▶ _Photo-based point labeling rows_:
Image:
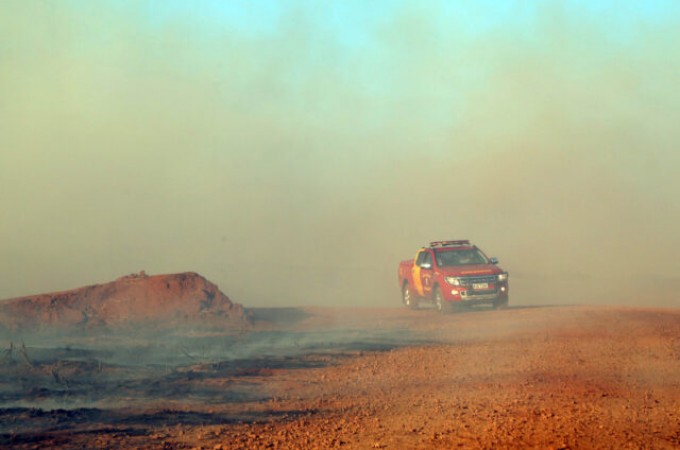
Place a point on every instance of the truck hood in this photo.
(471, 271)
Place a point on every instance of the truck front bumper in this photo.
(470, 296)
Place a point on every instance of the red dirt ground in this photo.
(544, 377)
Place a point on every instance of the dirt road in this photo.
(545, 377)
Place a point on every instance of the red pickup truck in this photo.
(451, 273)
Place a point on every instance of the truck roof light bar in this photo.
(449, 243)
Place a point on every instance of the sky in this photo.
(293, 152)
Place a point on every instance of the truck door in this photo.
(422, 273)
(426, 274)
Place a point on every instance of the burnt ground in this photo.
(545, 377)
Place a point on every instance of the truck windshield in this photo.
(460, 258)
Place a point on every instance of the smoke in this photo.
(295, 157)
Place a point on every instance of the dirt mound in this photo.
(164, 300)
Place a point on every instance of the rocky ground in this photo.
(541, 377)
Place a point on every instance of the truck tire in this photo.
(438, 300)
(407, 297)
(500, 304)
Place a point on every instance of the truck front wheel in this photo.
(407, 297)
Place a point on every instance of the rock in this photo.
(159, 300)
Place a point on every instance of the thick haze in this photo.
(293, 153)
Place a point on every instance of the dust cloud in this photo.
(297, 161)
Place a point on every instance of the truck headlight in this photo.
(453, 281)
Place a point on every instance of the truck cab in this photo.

▶ _Brief_: Output every line of the rows above exactly as it appears, leaving out the picture placeholders.

▶ _Response to the task_:
Image:
Place a point on every instance of the truck hood in this photo.
(471, 271)
Place a point on every instance of the truck front bumper in this photo.
(470, 296)
Place a point on every instance of the red dirt ground in this photo.
(544, 377)
Place a point on every instance of the dirt road in this photo.
(545, 377)
Place a point on every instance of the red pickup truck in this photo.
(451, 273)
Place a point on every instance of the truck roof light bar in this photo.
(449, 243)
Place a point on every instance of the sky in this photo.
(293, 152)
Place a point on every instance of the truck door in this photo.
(422, 273)
(426, 274)
Place a point on every instance of the burnt ground in this photo.
(545, 377)
Place a point on every instance of the truck windshield in this photo.
(460, 258)
Place a point on every instance of the smoke in this photo.
(295, 157)
Place a point on every instance of the dirt mound in this photo.
(164, 300)
Place a point on every instance of the rocky ground in this photo.
(541, 377)
Place a point on every instance of the truck tire in this photo.
(438, 300)
(407, 297)
(500, 304)
Place a point on every instance of the truck front wheel in this photo.
(407, 297)
Place a point on every instance of the rock in this photo.
(159, 300)
Place a point on every instance of the thick haze in this photo.
(293, 153)
Place a point on every instance of the dust cloud in this photo.
(297, 161)
Place a point on every instance of the truck headlight in this photo.
(453, 281)
Place a point on every instance of the truck cab in this photo.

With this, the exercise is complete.